SET PROBLEM
Using the entries below, transcribe exactly the line containing "of the textured" and each line that follows it to the end.

SUPPLIED MATERIAL
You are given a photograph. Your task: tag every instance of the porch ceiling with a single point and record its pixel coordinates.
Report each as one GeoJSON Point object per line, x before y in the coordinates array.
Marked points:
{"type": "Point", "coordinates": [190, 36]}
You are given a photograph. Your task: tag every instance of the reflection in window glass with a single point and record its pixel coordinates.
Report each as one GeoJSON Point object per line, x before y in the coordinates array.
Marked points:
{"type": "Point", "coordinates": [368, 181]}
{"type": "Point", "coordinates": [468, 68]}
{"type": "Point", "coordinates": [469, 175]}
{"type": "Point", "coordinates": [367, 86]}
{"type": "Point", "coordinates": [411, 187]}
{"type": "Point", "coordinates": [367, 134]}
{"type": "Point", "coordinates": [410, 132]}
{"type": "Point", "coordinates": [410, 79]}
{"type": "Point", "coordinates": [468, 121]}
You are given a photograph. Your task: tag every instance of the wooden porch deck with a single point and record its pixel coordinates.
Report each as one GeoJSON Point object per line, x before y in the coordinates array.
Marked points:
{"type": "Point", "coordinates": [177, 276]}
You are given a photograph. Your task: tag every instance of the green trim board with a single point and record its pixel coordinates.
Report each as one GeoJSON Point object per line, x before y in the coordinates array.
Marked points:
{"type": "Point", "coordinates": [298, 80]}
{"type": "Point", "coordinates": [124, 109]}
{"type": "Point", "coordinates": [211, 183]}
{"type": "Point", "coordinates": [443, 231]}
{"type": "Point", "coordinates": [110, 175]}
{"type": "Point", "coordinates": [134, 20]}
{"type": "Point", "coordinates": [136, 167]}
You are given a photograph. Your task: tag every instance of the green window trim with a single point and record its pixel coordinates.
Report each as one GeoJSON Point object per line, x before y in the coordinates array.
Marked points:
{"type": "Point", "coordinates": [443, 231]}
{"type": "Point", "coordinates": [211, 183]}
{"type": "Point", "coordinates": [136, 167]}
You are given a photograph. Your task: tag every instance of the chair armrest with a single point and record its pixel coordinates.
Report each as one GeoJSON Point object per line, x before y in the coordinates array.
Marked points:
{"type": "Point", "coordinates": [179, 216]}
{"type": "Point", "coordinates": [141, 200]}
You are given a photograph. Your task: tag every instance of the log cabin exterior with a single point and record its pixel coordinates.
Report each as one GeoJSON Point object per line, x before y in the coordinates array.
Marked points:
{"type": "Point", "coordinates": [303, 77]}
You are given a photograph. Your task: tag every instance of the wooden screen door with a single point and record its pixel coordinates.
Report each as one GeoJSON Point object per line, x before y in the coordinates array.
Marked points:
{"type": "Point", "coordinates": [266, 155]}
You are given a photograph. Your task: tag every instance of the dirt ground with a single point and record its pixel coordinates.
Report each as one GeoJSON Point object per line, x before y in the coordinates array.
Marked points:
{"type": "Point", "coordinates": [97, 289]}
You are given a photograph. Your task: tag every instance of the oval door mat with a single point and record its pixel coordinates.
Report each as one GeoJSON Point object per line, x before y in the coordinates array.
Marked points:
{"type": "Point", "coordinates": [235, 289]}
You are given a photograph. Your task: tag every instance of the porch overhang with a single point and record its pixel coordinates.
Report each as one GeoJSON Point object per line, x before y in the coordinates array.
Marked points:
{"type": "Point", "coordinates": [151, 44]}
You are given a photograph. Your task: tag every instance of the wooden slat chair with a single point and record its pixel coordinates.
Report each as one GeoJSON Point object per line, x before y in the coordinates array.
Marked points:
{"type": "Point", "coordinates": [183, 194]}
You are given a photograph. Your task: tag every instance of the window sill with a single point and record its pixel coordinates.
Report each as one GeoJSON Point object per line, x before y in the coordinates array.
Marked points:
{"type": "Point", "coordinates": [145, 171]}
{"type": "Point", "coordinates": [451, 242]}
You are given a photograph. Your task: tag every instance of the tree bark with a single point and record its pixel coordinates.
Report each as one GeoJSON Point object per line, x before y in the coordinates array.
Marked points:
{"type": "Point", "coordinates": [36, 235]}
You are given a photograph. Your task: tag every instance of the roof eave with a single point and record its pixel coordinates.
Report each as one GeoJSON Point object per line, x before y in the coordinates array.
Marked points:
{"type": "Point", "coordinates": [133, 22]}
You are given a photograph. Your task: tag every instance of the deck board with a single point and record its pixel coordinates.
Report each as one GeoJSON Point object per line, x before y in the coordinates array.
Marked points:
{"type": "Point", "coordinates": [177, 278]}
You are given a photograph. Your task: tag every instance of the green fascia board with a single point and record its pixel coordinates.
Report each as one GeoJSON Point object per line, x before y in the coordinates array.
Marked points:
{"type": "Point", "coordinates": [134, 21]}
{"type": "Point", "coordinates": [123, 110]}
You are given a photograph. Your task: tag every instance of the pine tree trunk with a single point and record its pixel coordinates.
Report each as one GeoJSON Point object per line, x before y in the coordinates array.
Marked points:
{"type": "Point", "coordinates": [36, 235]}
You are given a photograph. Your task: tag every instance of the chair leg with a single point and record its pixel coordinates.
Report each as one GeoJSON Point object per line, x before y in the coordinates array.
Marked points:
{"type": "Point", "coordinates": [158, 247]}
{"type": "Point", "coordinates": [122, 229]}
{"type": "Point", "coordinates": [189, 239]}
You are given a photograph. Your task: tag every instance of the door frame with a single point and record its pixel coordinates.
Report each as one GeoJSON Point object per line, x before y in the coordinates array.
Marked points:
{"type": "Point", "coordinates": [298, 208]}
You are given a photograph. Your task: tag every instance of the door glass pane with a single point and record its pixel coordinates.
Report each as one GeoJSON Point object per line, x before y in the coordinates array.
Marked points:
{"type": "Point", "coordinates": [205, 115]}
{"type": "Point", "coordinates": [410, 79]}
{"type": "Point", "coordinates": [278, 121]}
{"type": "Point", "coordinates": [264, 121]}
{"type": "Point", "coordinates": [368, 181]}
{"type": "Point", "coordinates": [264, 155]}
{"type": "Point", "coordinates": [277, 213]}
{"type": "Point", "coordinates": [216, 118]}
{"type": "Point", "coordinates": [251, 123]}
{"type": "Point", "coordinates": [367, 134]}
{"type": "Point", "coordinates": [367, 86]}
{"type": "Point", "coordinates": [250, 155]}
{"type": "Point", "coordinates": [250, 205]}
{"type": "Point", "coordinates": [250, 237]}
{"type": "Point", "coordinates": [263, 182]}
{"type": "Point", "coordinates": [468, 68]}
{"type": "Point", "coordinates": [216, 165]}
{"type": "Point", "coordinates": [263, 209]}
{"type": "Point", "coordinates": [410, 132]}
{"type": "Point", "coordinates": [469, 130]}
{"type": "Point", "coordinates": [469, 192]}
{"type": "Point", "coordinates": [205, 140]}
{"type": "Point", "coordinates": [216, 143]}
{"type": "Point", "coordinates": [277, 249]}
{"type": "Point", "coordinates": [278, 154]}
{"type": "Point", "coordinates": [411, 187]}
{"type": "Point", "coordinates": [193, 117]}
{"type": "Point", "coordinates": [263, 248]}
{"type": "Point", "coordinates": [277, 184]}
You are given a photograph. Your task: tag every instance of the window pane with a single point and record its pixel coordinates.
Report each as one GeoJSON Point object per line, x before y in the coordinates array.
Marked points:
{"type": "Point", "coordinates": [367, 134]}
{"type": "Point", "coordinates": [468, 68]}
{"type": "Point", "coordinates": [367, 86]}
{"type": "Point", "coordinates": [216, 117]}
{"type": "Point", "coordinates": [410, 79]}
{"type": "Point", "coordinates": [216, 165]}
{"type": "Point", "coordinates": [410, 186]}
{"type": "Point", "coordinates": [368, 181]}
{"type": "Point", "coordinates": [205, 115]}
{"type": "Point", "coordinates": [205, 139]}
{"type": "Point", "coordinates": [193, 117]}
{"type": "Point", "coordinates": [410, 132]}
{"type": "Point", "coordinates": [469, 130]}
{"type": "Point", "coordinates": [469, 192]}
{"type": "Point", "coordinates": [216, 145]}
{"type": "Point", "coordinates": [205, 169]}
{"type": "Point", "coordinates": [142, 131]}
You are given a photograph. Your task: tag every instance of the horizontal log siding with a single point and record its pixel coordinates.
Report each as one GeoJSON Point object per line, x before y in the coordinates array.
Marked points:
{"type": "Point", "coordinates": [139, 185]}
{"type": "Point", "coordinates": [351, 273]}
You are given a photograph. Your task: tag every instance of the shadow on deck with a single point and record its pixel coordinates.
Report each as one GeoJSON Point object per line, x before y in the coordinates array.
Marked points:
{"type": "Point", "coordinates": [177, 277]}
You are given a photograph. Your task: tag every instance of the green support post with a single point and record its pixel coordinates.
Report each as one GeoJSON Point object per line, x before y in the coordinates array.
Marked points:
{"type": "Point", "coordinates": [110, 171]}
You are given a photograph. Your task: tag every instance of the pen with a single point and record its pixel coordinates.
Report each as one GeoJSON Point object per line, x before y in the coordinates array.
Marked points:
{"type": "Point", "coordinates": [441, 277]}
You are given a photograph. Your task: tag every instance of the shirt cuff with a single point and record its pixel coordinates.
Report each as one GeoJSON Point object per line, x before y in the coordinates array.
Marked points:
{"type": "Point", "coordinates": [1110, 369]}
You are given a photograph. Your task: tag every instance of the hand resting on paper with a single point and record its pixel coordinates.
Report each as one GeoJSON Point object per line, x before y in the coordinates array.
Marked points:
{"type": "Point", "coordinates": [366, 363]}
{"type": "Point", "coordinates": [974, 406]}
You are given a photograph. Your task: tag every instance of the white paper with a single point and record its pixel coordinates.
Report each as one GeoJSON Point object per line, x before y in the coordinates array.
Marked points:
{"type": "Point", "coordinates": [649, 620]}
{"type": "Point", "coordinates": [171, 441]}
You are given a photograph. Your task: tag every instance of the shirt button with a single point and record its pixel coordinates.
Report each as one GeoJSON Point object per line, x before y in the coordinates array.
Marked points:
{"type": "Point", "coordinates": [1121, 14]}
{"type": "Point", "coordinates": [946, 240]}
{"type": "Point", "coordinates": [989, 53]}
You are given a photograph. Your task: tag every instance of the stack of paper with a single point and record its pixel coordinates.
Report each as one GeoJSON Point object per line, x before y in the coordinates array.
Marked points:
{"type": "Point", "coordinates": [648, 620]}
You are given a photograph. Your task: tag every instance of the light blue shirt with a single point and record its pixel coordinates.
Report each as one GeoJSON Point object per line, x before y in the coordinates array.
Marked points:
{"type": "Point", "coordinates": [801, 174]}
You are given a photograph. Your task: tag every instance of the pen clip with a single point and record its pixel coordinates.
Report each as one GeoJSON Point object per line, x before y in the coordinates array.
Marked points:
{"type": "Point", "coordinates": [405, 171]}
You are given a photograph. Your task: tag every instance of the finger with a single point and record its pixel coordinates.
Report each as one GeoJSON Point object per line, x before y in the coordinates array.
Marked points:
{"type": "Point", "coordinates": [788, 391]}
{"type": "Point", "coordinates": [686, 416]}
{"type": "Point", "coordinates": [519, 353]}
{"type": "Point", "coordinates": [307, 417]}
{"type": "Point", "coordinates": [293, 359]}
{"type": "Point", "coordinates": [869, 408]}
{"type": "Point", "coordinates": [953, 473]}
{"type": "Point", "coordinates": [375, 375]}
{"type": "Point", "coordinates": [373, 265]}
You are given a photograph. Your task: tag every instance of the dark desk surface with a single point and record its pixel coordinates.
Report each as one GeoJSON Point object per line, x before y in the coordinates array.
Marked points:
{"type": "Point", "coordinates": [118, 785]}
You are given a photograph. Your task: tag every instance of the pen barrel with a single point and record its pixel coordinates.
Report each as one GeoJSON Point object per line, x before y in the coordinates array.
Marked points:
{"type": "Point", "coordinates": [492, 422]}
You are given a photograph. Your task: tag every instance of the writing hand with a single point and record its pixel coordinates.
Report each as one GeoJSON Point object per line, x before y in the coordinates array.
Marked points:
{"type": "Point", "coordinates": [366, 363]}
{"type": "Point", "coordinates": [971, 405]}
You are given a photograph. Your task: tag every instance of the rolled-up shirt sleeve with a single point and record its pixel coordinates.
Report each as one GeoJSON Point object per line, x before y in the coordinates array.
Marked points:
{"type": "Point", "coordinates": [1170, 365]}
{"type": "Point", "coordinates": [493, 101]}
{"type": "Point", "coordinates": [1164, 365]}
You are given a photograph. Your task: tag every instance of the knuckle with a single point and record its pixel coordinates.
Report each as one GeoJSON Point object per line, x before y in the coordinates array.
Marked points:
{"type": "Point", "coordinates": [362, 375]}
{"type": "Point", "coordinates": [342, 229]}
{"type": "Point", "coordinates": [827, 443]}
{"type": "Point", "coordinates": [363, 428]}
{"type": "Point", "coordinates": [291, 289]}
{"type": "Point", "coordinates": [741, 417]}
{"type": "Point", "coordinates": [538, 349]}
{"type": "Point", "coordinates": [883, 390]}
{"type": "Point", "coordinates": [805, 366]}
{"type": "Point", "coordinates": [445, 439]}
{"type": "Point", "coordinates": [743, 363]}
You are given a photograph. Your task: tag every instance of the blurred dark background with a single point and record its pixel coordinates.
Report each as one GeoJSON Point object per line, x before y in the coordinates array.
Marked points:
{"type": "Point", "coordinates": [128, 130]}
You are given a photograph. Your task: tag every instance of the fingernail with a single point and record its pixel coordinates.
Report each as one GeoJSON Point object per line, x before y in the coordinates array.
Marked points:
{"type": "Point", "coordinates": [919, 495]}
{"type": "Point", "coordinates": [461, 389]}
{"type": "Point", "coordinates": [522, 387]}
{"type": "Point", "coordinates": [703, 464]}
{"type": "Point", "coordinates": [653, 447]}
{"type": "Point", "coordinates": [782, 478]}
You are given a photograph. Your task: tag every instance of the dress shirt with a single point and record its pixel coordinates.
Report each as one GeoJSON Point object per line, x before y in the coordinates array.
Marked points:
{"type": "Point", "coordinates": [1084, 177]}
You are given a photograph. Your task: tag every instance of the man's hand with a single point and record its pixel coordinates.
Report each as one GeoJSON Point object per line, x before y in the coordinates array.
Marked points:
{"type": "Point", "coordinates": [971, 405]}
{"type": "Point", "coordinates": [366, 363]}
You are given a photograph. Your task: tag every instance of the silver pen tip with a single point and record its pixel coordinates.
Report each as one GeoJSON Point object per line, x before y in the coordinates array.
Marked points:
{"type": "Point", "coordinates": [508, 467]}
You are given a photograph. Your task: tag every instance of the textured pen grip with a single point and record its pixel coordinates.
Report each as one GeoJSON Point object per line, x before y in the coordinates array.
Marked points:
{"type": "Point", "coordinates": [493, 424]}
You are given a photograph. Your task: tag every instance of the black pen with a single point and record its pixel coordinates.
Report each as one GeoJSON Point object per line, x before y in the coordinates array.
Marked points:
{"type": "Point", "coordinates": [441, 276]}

COMPLETE OUTPUT
You are given a photograph. Your task: tag every instance of the textured pen grip with a single point and record its pixel coordinates.
Report each as one GeoJSON Point object per line, x before y in the coordinates array.
Marked points:
{"type": "Point", "coordinates": [493, 424]}
You are given a photograph. Your task: tag every instance of the black pen with a single point and record its pixel coordinates.
Report each as one GeoJSON Point object per line, x before y in the coordinates array.
Marked points:
{"type": "Point", "coordinates": [441, 276]}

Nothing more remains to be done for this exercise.